REQUIRED WORK:
(a) Answer these questions from the article on India's court ruling:
(i) What is the longest prison sentence for the crime under the restored law?
(ii) In what year did the lower court overturn the law?
(iii) In how many U.S. states is same-gender sex still officially illegal?
(b) From the article on India's court ruling, copy the stretch from "There hasn’t been" through "our freedom-loving union." word for word.

SELECTED PASSAGE:
....................
News & Politics

Where is the Outrage Over India?

Love is, once again, a criminal activity in India. On Tuesday, India’s highest court restored an insane colonial-era law banning consensual sex between members of the same gender and making it a crime punishable by up to 10 years in prison. In its ruling, the Supreme Court Justices tossed out a lower court decision that overturned the archaic law in 2009, heralded at the time as the “Indian Stonewall,” and said only Parliament has the power to change this particular law.

Today, the news out of New Delhi offered some hope. So vocal was the outrage over the high court’s decision—not only from gay rights’ groups, but politicians, ministers and the media—that the usually slow-moving Parliament is actually considering a quick ordinance to neutralize the ruling. Until they follow through with that, everyday life will be dangerous activity for LGBT couples and families.

There hasn’t been nearly as much outrage over the decision as one would expect from folks here in the States. A few newspaper editorials, a handful of tweets, and one bizarre message from Mia Farrow:

Mia Farrow

When that tweet was met with confused congratulations and frantic Google searches, Mia quickly clarified in another, equally bizarre tweet:

Mia2

That could be a while since Mia is not gay. But I digress.

The point is, where is our collective outrage? Americans may not all agree on same-sex marriage, but we mostly believe in the freedom to express ourselves sexually in the privacy of our own home, don’t we? Shouldn’t we be decrying this ruling in every forum possible?

Hmm. Maybe that would just be hypocritical of us, considering that it’s still officially illegal to have same-gender sex in 13 states in our freedom-loving union.

Yes, that’s right. In Alabama, Florida, Idaho, Kansas, Louisiana, Michigan, Mississippi, Montana,  North Carolina, Oklahoma, South Carolina, Texas and Utah, you can still be arrested for having consensual sex with a member of your gender—10 years after the Supreme Court ruled, in Lawrence v. Texas, that such laws were unconstitutional.
....................
STUDY MATERIAL:
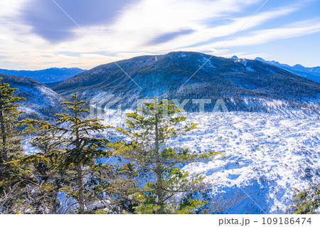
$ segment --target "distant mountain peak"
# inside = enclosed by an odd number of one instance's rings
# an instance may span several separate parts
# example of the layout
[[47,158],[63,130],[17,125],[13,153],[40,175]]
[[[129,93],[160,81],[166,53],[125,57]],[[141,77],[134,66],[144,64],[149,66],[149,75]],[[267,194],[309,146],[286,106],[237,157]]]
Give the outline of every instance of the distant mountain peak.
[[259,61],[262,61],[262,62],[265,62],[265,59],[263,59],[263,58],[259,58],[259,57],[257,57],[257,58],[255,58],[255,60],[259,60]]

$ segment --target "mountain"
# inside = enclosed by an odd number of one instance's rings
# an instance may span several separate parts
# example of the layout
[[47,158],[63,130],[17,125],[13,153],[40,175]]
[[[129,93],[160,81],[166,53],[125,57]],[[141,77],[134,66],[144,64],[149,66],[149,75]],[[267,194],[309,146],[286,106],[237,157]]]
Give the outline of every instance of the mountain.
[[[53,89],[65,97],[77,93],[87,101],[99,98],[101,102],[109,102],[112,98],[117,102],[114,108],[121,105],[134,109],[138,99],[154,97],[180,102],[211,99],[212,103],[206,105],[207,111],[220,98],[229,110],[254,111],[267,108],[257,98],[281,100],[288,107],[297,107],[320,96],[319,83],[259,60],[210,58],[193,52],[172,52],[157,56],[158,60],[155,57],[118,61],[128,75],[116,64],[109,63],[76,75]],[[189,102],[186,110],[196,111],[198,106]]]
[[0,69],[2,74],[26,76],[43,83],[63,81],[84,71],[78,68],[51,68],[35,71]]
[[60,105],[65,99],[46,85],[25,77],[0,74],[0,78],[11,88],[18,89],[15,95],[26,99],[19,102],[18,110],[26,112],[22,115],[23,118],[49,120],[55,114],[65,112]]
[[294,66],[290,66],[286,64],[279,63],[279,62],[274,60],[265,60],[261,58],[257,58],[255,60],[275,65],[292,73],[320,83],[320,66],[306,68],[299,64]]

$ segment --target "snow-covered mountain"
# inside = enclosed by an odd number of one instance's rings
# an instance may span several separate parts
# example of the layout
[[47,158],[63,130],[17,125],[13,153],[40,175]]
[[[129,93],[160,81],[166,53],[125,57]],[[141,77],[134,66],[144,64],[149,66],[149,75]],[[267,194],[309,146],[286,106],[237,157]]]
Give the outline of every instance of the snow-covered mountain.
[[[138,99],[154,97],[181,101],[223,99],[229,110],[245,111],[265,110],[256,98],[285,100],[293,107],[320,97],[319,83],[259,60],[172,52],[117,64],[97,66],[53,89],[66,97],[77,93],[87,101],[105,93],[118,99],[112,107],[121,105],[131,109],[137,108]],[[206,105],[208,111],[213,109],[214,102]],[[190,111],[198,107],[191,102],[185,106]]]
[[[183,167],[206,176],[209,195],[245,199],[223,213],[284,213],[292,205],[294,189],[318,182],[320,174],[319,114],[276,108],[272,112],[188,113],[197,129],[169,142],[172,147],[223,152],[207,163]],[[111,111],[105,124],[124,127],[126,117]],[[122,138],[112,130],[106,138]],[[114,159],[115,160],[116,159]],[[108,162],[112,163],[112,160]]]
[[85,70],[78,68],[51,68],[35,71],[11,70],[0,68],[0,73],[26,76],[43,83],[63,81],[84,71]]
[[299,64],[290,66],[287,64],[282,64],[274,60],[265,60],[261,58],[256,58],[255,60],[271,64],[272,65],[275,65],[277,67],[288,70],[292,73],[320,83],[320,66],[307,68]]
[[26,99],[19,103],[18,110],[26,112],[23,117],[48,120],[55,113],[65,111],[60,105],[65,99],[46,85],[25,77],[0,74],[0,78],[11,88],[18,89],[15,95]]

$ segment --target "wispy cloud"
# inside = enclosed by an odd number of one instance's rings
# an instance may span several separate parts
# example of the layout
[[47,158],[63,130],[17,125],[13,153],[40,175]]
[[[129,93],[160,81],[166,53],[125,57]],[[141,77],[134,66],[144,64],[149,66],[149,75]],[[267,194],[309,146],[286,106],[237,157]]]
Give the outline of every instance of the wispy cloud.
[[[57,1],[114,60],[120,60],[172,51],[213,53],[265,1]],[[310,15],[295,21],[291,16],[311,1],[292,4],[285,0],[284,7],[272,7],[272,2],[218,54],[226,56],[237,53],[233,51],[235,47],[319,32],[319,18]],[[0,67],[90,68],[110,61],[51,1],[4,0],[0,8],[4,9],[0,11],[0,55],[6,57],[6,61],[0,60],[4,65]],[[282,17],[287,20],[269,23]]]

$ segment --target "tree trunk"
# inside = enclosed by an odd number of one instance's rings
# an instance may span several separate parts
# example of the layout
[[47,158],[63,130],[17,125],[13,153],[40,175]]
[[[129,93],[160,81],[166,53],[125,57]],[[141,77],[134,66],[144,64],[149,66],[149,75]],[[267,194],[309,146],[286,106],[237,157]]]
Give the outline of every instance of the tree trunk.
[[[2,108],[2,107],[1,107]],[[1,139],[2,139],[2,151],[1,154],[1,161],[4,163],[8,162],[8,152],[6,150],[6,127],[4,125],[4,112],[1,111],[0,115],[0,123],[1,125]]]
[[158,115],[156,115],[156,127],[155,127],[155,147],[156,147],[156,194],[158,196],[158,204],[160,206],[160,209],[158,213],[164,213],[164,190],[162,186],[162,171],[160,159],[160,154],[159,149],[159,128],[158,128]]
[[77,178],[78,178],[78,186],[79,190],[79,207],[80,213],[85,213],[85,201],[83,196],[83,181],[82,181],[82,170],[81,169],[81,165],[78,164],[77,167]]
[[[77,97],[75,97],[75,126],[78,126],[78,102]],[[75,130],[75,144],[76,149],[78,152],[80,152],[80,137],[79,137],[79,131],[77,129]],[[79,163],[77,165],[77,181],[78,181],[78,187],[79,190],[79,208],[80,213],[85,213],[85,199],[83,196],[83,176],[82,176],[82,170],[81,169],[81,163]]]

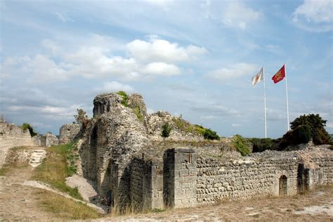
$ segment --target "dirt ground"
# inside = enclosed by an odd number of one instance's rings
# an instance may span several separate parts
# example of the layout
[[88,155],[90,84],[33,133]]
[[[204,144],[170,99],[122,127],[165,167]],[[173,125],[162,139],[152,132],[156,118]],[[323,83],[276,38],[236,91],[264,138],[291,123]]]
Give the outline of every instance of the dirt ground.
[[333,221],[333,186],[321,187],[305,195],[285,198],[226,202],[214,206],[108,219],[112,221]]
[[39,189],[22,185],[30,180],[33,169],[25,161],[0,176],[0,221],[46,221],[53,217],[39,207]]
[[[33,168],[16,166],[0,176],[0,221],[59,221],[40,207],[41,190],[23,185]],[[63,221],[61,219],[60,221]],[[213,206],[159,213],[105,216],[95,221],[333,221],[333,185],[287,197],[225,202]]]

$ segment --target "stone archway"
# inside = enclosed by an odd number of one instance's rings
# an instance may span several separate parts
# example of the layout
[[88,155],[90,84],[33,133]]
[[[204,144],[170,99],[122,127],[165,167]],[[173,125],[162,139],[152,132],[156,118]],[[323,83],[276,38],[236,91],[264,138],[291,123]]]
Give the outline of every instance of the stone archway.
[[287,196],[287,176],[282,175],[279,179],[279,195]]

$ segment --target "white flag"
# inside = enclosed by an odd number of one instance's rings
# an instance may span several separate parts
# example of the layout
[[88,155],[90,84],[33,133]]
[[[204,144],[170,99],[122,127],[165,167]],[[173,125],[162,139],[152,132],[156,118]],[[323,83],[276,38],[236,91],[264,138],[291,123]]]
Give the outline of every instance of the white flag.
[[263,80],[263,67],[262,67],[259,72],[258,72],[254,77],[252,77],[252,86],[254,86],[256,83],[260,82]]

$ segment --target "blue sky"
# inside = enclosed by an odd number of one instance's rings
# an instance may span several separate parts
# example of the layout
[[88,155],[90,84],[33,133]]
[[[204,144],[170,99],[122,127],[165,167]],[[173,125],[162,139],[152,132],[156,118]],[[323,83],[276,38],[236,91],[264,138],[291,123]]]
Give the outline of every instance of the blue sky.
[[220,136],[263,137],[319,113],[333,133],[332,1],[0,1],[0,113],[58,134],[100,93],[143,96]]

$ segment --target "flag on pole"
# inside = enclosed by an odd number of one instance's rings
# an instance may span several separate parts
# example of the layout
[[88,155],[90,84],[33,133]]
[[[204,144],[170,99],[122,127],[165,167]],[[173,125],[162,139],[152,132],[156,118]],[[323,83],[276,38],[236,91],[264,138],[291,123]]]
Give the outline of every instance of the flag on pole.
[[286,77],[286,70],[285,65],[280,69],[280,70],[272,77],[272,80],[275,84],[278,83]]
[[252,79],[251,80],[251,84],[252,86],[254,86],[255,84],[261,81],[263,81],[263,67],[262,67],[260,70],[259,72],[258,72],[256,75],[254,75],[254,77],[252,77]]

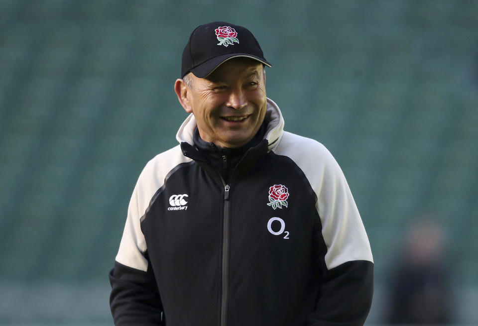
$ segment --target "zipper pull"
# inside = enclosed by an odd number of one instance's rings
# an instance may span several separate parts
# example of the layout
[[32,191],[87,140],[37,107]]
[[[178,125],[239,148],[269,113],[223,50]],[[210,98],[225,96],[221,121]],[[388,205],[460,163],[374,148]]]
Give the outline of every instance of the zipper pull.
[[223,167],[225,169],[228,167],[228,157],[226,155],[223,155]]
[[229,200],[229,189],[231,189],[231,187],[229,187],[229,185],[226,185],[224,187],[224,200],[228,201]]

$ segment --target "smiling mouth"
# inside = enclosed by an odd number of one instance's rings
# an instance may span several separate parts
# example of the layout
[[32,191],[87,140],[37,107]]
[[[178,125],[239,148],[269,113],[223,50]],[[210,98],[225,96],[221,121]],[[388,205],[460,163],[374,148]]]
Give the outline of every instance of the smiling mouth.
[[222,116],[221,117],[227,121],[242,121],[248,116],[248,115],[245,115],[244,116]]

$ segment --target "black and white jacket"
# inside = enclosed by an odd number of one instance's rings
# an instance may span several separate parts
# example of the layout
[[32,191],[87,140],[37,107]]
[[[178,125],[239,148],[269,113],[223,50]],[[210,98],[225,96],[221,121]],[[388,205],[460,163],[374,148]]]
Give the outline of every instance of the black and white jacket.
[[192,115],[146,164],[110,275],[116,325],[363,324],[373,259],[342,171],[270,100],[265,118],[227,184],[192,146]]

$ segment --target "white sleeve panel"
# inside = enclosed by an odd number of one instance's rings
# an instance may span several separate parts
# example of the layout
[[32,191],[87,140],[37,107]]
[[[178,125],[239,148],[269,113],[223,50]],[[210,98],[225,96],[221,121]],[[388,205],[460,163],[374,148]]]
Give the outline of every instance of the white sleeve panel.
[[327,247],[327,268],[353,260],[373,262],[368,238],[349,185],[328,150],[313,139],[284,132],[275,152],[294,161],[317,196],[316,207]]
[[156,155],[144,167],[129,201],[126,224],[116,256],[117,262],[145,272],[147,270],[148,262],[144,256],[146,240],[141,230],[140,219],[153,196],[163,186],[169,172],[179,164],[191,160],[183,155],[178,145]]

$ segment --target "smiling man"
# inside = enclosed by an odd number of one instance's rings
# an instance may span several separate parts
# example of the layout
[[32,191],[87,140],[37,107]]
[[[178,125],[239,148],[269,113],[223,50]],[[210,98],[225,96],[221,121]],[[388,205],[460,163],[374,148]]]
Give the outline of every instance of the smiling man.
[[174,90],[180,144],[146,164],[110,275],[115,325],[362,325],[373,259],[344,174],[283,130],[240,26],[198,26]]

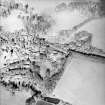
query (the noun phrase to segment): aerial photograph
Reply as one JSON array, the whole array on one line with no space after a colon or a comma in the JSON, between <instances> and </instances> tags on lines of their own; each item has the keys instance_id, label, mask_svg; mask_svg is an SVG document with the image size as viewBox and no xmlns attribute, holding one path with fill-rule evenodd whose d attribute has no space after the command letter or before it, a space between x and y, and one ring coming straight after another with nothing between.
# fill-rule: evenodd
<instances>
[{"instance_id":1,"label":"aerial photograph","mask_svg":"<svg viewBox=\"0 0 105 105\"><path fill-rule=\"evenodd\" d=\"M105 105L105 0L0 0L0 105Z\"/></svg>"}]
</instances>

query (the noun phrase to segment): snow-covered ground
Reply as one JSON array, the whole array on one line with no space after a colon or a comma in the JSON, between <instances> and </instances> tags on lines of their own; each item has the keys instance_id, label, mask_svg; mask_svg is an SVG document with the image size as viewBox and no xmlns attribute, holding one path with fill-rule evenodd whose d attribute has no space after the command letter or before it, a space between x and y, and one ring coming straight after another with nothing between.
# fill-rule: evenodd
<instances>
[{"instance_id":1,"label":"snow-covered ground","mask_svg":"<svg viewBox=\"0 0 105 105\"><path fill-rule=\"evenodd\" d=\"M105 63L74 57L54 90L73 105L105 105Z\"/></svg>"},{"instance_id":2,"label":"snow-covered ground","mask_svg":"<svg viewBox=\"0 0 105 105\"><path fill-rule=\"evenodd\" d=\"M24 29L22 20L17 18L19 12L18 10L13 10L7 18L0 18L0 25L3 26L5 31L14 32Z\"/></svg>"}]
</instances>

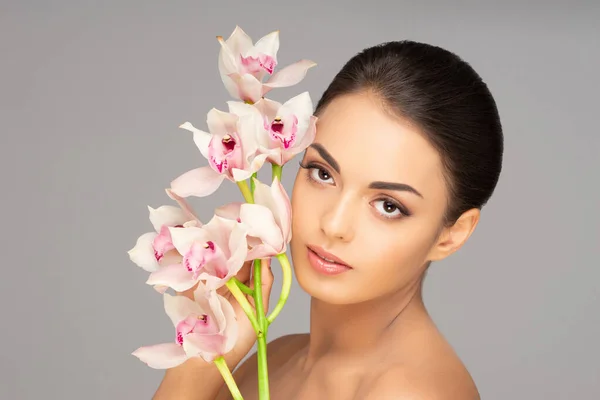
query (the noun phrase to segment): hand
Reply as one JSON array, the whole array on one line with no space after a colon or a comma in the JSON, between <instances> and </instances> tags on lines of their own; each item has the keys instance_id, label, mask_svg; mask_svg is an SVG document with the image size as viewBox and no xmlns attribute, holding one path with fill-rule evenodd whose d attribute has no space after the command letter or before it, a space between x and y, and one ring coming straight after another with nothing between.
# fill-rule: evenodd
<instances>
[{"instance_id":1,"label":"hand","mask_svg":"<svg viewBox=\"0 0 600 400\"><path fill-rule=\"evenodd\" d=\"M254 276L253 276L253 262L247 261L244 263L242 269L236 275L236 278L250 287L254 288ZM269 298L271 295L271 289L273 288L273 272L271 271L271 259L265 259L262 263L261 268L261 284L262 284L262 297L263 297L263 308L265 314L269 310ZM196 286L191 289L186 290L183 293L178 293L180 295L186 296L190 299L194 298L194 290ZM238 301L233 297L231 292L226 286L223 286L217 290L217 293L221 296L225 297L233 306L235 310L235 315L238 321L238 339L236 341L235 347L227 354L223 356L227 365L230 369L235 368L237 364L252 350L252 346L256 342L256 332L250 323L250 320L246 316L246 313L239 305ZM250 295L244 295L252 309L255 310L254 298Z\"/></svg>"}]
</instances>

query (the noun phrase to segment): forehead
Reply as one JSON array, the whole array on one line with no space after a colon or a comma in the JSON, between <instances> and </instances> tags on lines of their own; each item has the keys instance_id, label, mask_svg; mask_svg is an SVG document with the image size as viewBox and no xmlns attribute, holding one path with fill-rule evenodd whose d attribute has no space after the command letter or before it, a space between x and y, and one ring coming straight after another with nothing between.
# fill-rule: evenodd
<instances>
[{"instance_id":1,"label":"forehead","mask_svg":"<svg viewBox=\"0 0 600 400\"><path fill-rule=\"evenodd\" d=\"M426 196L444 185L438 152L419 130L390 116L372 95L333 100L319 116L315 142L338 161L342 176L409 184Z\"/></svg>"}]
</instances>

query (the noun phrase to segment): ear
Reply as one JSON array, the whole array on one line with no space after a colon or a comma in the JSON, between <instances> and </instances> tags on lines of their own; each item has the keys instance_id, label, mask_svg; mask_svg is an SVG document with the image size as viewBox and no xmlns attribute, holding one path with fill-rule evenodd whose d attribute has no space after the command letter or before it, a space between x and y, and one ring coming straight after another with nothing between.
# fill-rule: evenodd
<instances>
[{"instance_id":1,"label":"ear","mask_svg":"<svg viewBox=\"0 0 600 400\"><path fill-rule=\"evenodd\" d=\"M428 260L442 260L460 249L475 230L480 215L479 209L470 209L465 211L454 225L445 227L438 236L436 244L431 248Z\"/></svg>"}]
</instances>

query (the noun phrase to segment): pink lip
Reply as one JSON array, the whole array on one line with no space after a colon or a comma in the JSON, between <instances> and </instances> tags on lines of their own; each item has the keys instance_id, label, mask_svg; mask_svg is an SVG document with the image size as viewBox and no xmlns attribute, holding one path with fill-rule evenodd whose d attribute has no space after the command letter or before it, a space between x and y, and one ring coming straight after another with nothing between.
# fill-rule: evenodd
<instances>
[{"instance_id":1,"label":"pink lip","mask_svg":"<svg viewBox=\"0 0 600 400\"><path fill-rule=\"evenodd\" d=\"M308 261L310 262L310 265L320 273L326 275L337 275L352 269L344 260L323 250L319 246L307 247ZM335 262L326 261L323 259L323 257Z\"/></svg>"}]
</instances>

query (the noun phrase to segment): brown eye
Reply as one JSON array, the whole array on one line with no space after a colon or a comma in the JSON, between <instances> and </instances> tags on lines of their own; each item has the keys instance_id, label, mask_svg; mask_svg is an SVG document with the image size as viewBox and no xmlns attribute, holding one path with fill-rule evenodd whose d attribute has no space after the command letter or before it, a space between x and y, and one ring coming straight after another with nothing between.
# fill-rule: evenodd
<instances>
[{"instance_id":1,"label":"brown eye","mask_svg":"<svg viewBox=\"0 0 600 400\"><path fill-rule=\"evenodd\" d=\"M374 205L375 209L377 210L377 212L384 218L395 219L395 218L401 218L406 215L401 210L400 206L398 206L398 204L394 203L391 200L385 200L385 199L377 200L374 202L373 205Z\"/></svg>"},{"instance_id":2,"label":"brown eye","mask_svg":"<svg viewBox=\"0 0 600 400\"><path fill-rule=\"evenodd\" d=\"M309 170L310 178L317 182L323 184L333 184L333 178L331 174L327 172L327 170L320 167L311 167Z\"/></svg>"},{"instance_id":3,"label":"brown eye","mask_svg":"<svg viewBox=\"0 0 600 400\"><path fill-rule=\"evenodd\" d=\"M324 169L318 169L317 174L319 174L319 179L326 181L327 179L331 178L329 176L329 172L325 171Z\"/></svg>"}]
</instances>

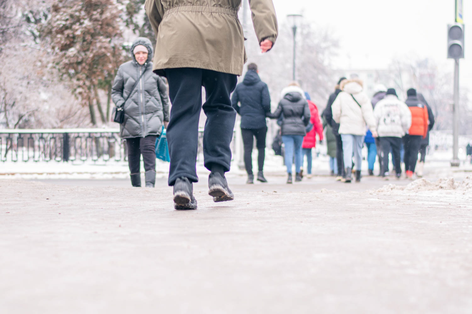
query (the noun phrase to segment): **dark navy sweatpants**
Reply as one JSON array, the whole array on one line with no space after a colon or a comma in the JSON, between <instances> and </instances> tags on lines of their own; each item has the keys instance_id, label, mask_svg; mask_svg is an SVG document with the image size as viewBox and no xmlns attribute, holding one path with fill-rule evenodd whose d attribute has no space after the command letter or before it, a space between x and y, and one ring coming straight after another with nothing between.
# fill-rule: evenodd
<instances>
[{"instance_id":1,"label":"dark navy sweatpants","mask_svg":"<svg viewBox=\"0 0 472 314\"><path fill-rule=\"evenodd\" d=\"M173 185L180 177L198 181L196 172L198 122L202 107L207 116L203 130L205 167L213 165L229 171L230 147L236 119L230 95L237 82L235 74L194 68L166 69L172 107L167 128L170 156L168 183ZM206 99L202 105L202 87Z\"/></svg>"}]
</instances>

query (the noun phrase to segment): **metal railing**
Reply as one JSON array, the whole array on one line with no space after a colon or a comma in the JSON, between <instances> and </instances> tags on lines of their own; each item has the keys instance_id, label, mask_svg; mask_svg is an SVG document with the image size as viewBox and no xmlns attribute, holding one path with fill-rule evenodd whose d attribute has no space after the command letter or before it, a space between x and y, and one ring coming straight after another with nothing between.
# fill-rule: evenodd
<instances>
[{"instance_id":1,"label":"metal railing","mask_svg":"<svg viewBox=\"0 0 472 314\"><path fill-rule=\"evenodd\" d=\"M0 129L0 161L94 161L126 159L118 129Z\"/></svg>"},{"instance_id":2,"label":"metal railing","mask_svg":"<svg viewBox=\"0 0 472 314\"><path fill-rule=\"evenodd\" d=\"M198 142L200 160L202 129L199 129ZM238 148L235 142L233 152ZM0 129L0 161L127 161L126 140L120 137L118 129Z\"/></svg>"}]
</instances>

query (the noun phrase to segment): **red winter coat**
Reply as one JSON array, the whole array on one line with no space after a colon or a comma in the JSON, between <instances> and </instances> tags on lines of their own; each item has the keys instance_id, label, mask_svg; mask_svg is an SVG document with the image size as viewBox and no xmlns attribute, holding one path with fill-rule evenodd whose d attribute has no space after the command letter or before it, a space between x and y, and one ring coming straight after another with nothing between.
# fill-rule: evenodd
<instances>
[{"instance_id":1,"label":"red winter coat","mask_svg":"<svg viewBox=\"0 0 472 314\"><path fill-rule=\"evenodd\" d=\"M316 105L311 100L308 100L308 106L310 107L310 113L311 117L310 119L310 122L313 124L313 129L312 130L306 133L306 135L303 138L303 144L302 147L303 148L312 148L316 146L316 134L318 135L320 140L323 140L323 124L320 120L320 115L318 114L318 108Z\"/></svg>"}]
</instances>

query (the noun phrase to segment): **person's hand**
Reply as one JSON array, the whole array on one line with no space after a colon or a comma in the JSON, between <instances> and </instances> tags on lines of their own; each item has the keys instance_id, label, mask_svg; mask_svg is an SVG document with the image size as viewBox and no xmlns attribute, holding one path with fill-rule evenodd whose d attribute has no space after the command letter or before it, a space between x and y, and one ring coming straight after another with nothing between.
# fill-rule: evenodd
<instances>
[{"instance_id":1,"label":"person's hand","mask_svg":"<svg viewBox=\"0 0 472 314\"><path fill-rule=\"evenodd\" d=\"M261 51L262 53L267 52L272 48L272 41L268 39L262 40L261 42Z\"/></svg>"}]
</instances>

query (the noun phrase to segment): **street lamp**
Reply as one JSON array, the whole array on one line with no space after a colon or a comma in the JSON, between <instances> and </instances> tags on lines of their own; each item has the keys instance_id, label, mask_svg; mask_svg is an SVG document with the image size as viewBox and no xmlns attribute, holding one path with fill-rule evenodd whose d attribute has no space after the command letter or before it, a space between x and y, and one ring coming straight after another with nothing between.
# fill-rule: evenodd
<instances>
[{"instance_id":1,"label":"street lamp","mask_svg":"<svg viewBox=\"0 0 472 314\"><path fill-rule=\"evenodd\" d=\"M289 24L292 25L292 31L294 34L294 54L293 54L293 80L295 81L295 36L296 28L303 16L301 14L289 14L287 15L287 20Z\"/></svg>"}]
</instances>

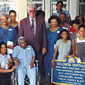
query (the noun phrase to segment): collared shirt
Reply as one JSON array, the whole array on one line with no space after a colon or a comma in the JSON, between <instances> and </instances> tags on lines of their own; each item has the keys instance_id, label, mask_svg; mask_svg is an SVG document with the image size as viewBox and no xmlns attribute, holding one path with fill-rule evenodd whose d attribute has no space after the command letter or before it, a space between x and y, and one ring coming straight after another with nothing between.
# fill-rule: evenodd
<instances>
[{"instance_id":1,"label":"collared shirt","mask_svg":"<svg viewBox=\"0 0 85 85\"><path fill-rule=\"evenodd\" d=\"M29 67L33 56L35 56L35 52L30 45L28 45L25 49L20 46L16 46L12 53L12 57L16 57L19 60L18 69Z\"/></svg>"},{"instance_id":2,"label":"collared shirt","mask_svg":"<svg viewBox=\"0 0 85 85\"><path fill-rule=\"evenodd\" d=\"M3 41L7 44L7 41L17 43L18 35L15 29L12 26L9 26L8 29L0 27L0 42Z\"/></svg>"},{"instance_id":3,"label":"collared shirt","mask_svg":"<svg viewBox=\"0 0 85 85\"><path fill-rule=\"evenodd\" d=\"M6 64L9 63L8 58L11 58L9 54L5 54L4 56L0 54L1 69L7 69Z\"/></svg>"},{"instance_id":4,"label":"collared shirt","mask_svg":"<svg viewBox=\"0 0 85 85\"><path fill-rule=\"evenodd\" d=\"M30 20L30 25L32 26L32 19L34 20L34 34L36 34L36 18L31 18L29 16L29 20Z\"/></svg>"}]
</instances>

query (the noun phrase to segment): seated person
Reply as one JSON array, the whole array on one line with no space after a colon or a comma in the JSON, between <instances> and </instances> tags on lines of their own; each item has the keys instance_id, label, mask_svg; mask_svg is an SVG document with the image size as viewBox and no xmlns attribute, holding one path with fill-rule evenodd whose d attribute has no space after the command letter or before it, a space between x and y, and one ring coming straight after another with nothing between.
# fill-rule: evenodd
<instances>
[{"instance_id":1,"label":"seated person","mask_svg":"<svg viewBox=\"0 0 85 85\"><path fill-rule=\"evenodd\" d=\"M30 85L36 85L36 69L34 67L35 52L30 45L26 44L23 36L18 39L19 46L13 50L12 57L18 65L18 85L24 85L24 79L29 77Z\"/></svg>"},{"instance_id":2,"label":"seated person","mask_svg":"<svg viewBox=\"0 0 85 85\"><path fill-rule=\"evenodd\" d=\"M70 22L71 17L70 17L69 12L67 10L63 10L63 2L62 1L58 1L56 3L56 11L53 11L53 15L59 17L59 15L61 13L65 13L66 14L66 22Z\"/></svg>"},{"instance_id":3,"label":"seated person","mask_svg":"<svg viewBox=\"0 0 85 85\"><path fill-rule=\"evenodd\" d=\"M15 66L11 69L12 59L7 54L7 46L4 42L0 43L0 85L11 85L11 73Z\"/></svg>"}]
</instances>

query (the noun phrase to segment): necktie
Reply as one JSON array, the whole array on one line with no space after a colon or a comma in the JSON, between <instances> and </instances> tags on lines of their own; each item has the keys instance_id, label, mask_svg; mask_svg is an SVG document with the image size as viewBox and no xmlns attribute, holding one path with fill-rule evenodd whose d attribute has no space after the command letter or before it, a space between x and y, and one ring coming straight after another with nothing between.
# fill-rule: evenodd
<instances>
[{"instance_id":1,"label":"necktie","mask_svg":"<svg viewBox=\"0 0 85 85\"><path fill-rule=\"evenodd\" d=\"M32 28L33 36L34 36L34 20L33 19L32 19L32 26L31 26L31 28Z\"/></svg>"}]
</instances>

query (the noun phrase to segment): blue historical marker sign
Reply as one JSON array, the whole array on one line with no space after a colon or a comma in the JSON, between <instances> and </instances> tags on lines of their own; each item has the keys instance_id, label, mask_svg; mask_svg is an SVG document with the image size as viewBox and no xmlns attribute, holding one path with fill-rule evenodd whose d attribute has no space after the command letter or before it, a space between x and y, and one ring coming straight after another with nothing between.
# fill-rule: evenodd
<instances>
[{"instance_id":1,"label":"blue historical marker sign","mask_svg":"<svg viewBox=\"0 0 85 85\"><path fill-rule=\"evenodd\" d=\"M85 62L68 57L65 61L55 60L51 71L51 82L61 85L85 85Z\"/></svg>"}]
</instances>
....................
ANSWERS BY ITEM NUMBER:
(a)
(i) Up to 10 years
(ii) 2009
(iii) 13

(b)
There hasn’t been nearly as much outrage over the decision as one would expect from folks here in the States. A few newspaper editorials, a handful of tweets, and one bizarre message from Mia Farrow:

Mia Farrow

When that tweet was met with confused congratulations and frantic Google searches, Mia quickly clarified in another, equally bizarre tweet:

Mia2

That could be a while since Mia is not gay. But I digress.

The point is, where is our collective outrage? Americans may not all agree on same-sex marriage, but we mostly believe in the freedom to express ourselves sexually in the privacy of our own home, don’t we? Shouldn’t we be decrying this ruling in every forum possible?

Hmm. Maybe that would just be hypocritical of us, considering that it’s still officially illegal to have same-gender sex in 13 states in our freedom-loving union.